§ **Exercise set**
**a)** In the models evaluator notebook, which repository is cloned when the "./datasets" folder does not exist?
**b)** Count the lines of the records that contain the string "stalk" and give only that number.

──────── Text segment

# Models Evaluator
Evaluate all the models on all the test datasets

**Authors**

`Marco Alecci <https://github.com/MarcoAlecci>`

`Francesco Marchiori <https://github.com/FrancescoMarchiori>`

`Luca Martinelli <https://github.com/luca-martinelli-09>`

[![Open In Colab](https://colab.research.google.com/assets/colab-badge.svg)](https://colab.research.google.com/github/luca-martinelli-09/orco-gan/blob/main/modelEvaluator.ipynb)

## General Setup

In [1]:
import os

if not os.path.exists("./datasets"):
    !git clone "https://github.com/luca-martinelli-09/learn-the-art.git"

    %cd learn-the-art/

In [2]:
import sys
IN_COLAB = 'google.colab' in sys.modules

googleModelsDir = None

if IN_COLAB:
  from google.colab import drive
  drive.mount('/content/drive')

  googleModelsDir = "/content/drive/MyDrive/Università/Magistrale/II Anno/I Semestre/Advanced Topics in Computer and Network Security/Project/Models"

In [3]:
import torch
import pandas as pd
import torchvision
from torchvision import transforms
from torch.utils.data import DataLoader
import numpy as np

print("PyTorch Version:", torch.__version__)

────────────────
──────── Supplied material

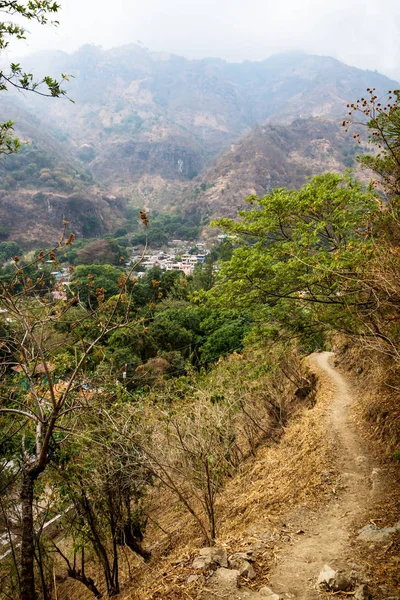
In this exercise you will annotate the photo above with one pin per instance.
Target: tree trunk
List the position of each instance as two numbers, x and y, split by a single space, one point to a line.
27 590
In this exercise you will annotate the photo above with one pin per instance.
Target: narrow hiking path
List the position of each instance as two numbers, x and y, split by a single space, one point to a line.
326 538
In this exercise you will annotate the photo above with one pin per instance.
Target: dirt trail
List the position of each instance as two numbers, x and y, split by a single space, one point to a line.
327 532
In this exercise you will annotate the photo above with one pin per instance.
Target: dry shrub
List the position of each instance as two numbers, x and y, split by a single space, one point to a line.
378 383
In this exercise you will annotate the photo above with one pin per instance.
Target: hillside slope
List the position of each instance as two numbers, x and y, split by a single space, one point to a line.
273 156
138 113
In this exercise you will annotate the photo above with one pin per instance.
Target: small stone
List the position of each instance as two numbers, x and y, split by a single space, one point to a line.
266 592
226 578
246 570
362 592
249 556
217 555
371 533
341 584
199 563
326 577
209 556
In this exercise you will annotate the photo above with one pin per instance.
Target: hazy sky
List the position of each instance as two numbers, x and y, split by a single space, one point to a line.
363 33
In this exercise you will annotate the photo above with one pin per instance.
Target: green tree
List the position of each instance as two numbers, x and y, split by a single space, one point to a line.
14 76
303 256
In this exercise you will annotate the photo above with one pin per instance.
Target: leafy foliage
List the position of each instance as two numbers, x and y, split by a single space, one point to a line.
15 76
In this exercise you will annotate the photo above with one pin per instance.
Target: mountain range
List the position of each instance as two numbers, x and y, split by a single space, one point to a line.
162 131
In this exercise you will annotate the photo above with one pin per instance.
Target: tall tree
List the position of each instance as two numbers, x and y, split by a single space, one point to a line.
40 400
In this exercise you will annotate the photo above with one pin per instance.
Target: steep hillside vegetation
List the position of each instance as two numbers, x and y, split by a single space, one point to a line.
44 184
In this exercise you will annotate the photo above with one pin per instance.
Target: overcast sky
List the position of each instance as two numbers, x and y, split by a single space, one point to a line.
362 33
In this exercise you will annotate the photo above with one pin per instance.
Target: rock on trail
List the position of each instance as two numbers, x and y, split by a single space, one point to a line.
327 532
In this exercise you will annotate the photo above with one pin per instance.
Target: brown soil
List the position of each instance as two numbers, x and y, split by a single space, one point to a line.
328 531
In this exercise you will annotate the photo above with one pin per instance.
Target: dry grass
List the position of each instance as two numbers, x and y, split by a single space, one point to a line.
298 471
377 414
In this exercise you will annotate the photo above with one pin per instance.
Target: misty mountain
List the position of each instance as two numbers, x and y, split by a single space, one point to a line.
153 129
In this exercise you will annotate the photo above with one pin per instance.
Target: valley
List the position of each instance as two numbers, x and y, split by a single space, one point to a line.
199 323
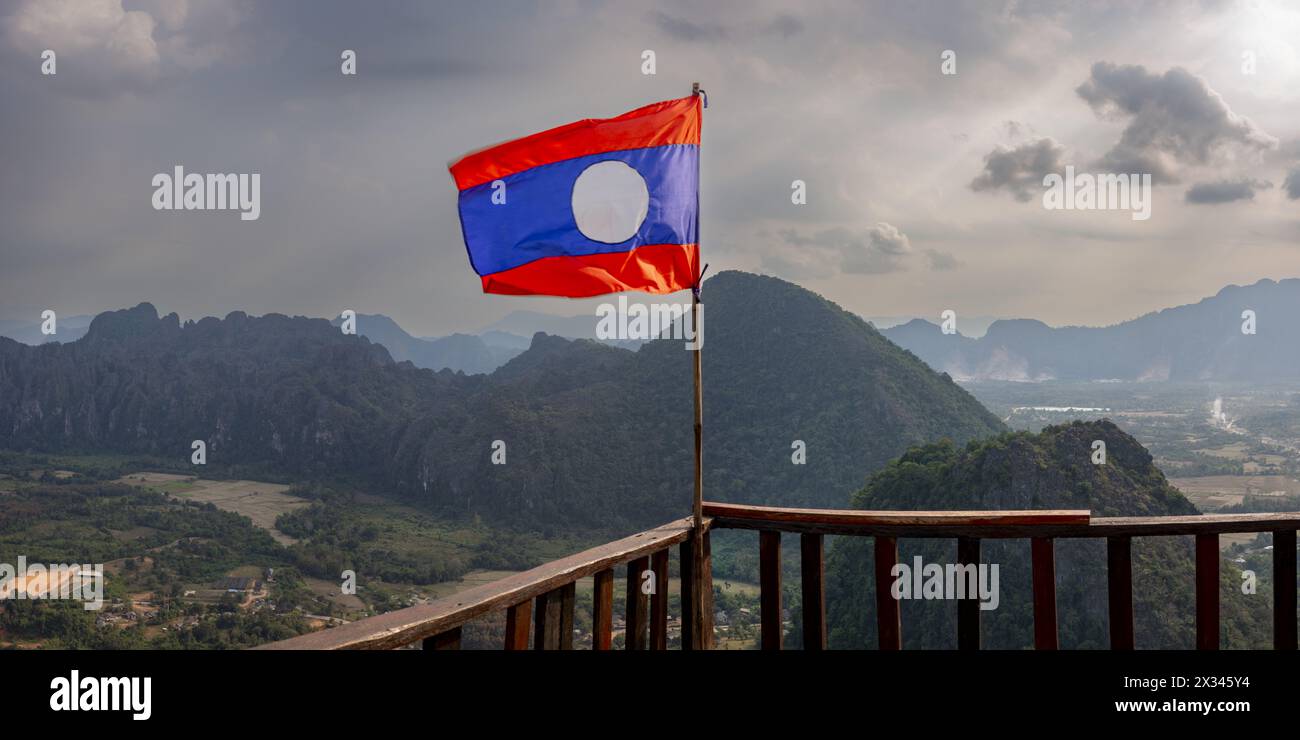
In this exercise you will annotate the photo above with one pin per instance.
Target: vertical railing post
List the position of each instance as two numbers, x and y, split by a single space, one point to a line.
1044 593
1119 592
888 621
449 640
967 609
697 619
659 601
516 626
813 587
635 635
553 622
602 610
1285 589
1207 592
770 588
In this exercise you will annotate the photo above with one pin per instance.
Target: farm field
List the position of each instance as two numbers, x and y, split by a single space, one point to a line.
261 502
1214 492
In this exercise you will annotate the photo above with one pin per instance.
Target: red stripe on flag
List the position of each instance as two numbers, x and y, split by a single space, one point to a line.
655 125
650 268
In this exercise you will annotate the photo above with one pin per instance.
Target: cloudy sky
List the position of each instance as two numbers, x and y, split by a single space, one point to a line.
923 189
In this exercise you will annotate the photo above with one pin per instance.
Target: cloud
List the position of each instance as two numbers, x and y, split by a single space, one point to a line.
112 48
99 31
882 249
940 262
1292 184
1174 120
1019 171
1225 190
687 30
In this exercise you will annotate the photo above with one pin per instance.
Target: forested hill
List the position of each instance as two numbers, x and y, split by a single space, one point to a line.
1049 470
594 436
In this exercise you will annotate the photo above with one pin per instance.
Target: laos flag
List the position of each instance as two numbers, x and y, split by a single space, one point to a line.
593 207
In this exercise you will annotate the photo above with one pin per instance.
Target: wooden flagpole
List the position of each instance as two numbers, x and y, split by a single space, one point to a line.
701 578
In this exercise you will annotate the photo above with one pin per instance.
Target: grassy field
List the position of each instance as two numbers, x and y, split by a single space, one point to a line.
1216 492
261 502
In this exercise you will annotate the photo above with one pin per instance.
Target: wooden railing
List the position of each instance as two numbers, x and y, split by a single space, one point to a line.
542 598
1041 528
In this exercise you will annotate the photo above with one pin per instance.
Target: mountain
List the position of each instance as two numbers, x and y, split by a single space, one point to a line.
68 329
463 353
596 437
1049 470
1201 342
518 324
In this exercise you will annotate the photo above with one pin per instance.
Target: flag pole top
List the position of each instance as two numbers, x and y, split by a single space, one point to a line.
696 90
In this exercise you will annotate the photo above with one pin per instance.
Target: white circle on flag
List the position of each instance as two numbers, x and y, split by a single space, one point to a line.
610 202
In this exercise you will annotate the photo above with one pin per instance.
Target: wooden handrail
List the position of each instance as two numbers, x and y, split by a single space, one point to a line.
1041 528
551 585
406 626
986 524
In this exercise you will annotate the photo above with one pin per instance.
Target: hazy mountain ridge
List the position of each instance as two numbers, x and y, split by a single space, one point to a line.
1199 341
596 436
1049 470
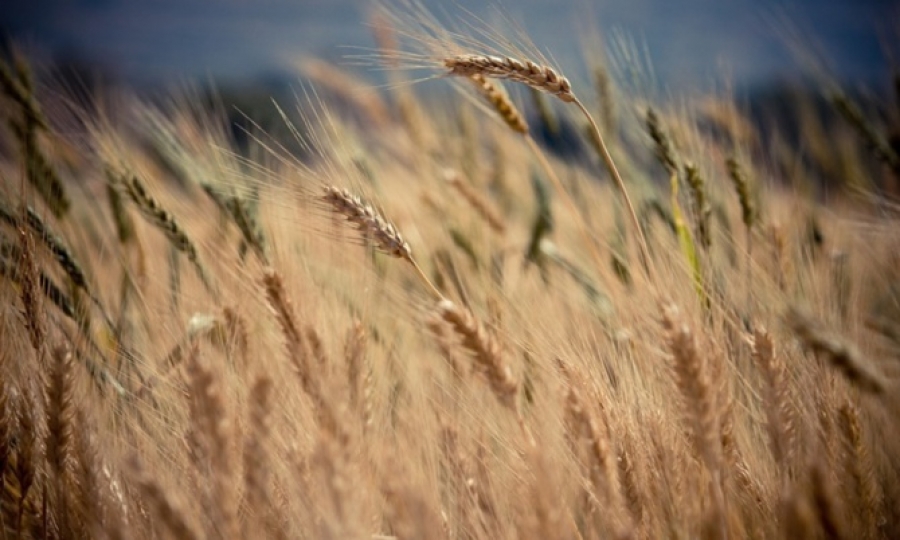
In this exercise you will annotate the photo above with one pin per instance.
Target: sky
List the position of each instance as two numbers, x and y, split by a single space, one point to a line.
688 41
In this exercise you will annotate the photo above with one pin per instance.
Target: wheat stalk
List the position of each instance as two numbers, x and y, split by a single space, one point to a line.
501 103
540 77
374 228
546 79
842 354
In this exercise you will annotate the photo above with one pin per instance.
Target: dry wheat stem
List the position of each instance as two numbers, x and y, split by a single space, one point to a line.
646 261
546 79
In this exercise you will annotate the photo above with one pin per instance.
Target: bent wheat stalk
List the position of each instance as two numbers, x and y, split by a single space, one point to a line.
546 79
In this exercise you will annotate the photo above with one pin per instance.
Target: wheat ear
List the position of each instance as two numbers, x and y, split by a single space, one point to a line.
546 79
374 228
695 384
516 122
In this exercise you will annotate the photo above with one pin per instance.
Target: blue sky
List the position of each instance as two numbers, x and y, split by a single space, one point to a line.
688 40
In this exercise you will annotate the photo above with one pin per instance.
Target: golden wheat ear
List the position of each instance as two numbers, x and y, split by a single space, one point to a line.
543 78
546 79
374 228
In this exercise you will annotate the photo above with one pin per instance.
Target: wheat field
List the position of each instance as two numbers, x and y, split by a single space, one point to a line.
528 308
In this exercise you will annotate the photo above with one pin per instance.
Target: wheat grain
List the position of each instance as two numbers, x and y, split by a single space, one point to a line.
543 78
501 103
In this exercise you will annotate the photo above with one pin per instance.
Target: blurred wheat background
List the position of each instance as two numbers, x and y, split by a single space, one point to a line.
467 297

────────────────

§ **Solved problems**
**a)** https://github.com/luca-martinelli-09/learn-the-art.git

**b)** 2